Supplied material START
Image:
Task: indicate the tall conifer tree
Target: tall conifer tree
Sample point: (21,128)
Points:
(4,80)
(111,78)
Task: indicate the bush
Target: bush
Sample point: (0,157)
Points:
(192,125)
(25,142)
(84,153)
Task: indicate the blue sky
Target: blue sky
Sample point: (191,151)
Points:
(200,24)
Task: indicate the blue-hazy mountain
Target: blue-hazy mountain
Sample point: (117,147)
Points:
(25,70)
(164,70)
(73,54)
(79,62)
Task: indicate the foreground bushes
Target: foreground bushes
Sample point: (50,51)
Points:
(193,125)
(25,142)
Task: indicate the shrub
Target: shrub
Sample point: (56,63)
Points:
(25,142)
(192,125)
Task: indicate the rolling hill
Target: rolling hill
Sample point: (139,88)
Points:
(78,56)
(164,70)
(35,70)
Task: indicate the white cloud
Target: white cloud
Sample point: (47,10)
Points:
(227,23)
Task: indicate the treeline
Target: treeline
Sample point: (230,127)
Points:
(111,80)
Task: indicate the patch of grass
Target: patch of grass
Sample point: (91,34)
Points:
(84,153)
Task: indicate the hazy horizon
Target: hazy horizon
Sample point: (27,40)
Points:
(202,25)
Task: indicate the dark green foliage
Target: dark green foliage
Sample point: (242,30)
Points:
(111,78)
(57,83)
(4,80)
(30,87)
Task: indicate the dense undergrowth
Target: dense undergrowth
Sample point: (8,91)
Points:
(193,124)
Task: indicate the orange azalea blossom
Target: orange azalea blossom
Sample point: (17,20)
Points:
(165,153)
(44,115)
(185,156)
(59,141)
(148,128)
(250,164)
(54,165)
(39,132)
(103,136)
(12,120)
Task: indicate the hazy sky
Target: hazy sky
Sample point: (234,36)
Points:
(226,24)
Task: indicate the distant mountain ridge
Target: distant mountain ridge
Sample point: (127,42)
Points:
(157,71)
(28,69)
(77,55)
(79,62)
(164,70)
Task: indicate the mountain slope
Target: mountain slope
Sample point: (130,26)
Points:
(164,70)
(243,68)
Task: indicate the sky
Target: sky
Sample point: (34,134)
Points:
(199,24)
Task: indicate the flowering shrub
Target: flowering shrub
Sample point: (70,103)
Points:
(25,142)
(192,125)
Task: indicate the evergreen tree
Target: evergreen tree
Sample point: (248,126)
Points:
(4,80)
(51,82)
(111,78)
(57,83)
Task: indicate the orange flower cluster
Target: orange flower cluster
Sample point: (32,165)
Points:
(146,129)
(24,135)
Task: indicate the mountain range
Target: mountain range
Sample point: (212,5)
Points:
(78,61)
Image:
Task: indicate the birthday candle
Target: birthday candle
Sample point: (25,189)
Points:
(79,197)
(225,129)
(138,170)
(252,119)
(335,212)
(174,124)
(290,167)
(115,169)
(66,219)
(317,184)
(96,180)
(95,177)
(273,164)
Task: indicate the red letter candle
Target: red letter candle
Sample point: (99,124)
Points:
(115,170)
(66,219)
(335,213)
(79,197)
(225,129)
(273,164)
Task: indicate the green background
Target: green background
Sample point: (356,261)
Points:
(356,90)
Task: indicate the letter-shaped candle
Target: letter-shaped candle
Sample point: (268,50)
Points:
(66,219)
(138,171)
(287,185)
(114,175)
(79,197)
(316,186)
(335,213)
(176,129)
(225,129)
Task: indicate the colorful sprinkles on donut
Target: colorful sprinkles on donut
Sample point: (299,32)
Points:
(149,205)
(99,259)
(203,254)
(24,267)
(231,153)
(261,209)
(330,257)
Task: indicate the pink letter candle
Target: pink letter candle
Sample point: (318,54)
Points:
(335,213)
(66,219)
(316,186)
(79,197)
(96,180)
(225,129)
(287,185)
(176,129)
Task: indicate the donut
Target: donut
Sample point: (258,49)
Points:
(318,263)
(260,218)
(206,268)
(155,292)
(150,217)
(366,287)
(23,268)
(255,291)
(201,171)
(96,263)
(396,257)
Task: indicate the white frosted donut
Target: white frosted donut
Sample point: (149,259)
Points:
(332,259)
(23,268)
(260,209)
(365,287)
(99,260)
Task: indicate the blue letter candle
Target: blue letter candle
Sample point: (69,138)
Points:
Supplied material END
Exercise brief
Give back exactly the lines from the one containing "Sample point: (127,42)" through the end of the listing above, with both ends included and nothing added.

Task answer
Sample point: (127,42)
Points:
(157,71)
(28,69)
(77,55)
(79,62)
(164,70)
Task: indicate the mountain slope
Target: mountain slope
Sample point: (130,26)
Points:
(164,70)
(243,68)
Task: indicate the sky
Target: sky
Sample point: (34,134)
Points:
(199,24)
Task: indicate the flowering shrub
Target: flowering shrub
Sample point: (70,103)
Points:
(25,142)
(192,125)
Task: indicate the evergreen tree
Target: evergreen tree
Sample point: (248,126)
Points:
(4,80)
(51,82)
(111,78)
(57,83)
Task: indicate the orange flower cluster
Target: orange flower cluster
Sample point: (32,165)
Points:
(146,129)
(24,135)
Task: indicate the mountain range
Target: mountain range
Sample point: (212,5)
Points:
(78,61)
Image:
Task: indicate the birthday candle
Target: birthday candle
Sample point: (25,189)
Points:
(79,197)
(225,129)
(138,170)
(252,119)
(335,212)
(174,124)
(290,167)
(115,169)
(66,219)
(317,184)
(96,180)
(95,177)
(273,164)
Task: indicate the red letter candle
Target: red letter candle
Sample point: (99,124)
Points:
(115,170)
(66,219)
(335,213)
(79,197)
(225,129)
(273,164)
Task: indicate the green background
Target: green background
Sample point: (356,261)
Points:
(356,90)
Task: indicate the letter-shaped candle
Target: letter-shaped candle
Sample point: (268,50)
Points:
(66,219)
(138,171)
(287,185)
(114,175)
(79,197)
(316,186)
(335,213)
(176,129)
(225,129)
Task: indicate the colorful sprinkles on donut
Target: colorful sprinkles on donut
Sample point: (299,32)
Points:
(149,205)
(99,259)
(203,254)
(24,267)
(231,153)
(261,209)
(330,257)
Task: indicate the pink letter candle
Target: pink letter candle
Sample point: (318,54)
Points:
(335,213)
(66,219)
(316,186)
(79,197)
(96,180)
(225,129)
(287,185)
(176,129)
Task: indicate the donut
Target: donut
Sample point: (258,49)
Points:
(318,263)
(260,218)
(206,268)
(155,292)
(150,217)
(366,287)
(23,268)
(255,291)
(201,171)
(96,263)
(396,257)
Task: indicate the white frosted donut
Target: white frosted donut
Sample point: (149,259)
Points:
(332,259)
(23,268)
(260,209)
(365,287)
(99,260)
Task: indicate the blue letter candle
Target: blue letter candle
Sample point: (69,138)
Points:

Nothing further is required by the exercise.